ФРАГМЕНТ ТЕКСТА:
Для В.Каменского футуризм стал не просто литературным течением, в рамках которого он творил свои поэтические произведения,  он стал  образом жизни. Футуристы – люди моторной современности и литераторы всемирного динамизма, энтузиасты-строители новых форм жизни, мастера дела и действия, пришельцы из будущего, которые непременно должны быть немного «авиаторами».
В 1914 году появился в печати сборник стихотворений Каменского «Танго с коровами».
 
Уже в этой книжечке странного, пятиугольного, формата была предпринята попытка создать графическую картину слова: отдельные слова, их части, буквы, а также математические формулы, знаки и т.д. вписывались в разнообразные по форме сегменты, были набраны разными шрифтами.
В это время начинается турне Каменского  по России вместе с Маяковским и Бурлюком.
 
Каменский читает свои стихи, выступает с лекцией «Смехачам наш ответ», где защищает футуристическое искусство от нападок критиков и невежественных, по его мнению, читателей.
В это время он и приезжает в Новочеркасск. Свое выступление В.Каменский начал со стихотворения «Вода вечерняя»
С крутого берега смотрю
Вечернюю зарю,
И сердцу весело внимать
Лучей прощальных ласку,
И хочется скорей поймать
Ночей весенних сказку.

Сохранённые данные из коллекции
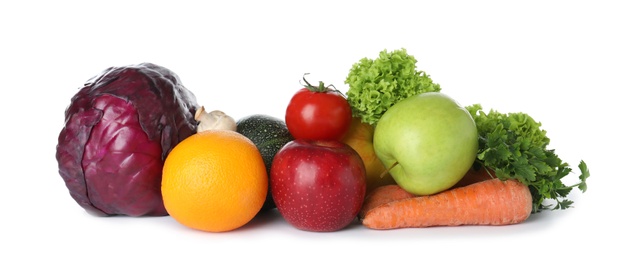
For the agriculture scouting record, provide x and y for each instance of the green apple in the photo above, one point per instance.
(428, 141)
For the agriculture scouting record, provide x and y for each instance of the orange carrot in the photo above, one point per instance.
(382, 195)
(475, 175)
(490, 202)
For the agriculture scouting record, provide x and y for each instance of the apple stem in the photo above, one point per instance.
(388, 169)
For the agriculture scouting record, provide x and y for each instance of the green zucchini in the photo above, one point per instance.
(269, 134)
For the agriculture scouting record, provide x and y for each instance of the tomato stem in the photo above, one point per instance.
(321, 88)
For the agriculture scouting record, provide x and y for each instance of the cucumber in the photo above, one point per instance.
(269, 134)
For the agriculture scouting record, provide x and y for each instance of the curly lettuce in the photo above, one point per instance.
(376, 85)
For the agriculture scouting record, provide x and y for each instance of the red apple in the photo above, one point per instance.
(318, 185)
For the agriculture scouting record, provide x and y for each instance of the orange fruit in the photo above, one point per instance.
(214, 181)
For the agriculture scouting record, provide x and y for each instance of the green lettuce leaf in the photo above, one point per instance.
(377, 84)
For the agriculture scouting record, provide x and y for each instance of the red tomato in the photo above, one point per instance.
(318, 113)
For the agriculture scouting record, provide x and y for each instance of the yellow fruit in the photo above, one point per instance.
(214, 181)
(359, 137)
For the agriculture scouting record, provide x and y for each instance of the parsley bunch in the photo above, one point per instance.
(377, 84)
(513, 146)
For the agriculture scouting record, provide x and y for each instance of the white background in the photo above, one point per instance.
(570, 64)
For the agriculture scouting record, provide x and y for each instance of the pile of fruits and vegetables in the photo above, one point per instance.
(394, 151)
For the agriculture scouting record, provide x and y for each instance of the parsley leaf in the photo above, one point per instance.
(514, 146)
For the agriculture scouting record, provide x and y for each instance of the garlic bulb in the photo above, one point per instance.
(214, 120)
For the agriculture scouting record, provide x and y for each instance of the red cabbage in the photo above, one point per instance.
(118, 130)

ВАША ЗАДАЧА:
Продолжите отрывок о Каменском и футуризме, начиная сразу после последней приведённой строки стихотворения «Вода вечерняя».

ОТВЕТ НА ЗАДАНИЕ:
Тиха вода и стройно лес
Затих завороженный,
И берег отраженный
Уносит в мир чудес.
И ветер заплетающий
Узоры кружев верб —
На синеве сияющий
Золоторогий серп.
Я подумал, как отчетливо обнаруживается стремление Каменского соединить природное, стихийное начало с формальными поисками, с экспериментами в области языка и стиха. Как  широко он использует изобразительные возможности звука, изобретает неологизмы.
Потом зазвучало стихотворение «Развесенье»:
Развеснились весны ясные
На весенних весенях —
Взголубились крылья майные
Заискрились мысли тайные
Загорелись незагасные
На росистых зеленях.
Зазвенело сердце зовами
Поцелуями бирюзовыми —
Пролегла дорога дальняя
Лучистая
Пречистая.
Стая
Хрустальных ангелов
Пронеслась в вышине.
Уронила
Весточку-веточку
Мне.
Чтение своих стихов Каменский  сопровождал игрой на гармонике. Стихотворения Каменского показались мне естественными, мир в них воспринимается по-детски открытым. Особенно удалось поэту акустическое оформление стихотворений, которые рассказывают о природе: слышно журчание ручья, звон весенний капели.  И вот звучит стихотворение «Чурлю-журль»:
Звенит и смеется,
Солнится, весело льется
Дикий лесной журчеек.
Своевольный мальчишка
Чурлю-журль.
Звенит и смеется.
И эхо живое несется
Далеко в зеленой тиши
Корнистой глуши:
Чурлю-журль,
Чурлю-журль!
Звенит и смеется:
«Отчего никто не проснется
И не побежит со мной
Далеко, далеко… Вот далеко!»
Чурлю-журль,
Чурлю-журль!
Звенит и смеется,
Песню несет свою. Льется.
И не видит: лесная Белинка
Низко нагнулась над ним.
И не слышит лесная цветинка
Песню отцветную, поет и зовет…
Все зовет еще:
«Чурлю-журль…
А чурлю-журль?..»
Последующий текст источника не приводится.